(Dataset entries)

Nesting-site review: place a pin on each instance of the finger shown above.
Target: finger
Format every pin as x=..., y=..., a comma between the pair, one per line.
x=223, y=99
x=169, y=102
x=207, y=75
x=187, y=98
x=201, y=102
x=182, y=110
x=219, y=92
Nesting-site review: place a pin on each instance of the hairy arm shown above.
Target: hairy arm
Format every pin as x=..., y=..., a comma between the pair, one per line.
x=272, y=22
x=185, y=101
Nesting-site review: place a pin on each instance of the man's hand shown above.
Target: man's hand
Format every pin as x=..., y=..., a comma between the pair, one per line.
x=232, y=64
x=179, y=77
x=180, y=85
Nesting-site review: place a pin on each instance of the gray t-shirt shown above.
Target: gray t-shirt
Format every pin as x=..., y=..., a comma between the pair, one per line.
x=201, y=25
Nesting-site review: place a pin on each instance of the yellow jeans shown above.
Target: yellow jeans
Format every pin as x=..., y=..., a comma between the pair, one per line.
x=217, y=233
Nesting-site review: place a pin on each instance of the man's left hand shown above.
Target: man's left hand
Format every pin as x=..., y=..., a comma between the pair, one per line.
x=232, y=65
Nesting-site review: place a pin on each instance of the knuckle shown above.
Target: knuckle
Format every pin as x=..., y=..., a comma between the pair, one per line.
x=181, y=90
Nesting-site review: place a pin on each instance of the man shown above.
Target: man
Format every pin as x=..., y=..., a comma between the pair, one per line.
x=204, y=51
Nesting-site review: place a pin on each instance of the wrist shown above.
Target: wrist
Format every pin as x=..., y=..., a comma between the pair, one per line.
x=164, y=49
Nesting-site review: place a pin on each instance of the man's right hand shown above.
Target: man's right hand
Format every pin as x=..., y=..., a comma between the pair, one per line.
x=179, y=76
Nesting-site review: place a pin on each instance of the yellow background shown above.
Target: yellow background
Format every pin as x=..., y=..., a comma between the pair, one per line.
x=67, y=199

• [WHAT TO DO] Across the data, pull every line containing the string "hairy".

• [OUTPUT OF THE EXERCISE]
Nesting-site review: place a pin on each instance of the hairy arm shown above.
Target: hairy arm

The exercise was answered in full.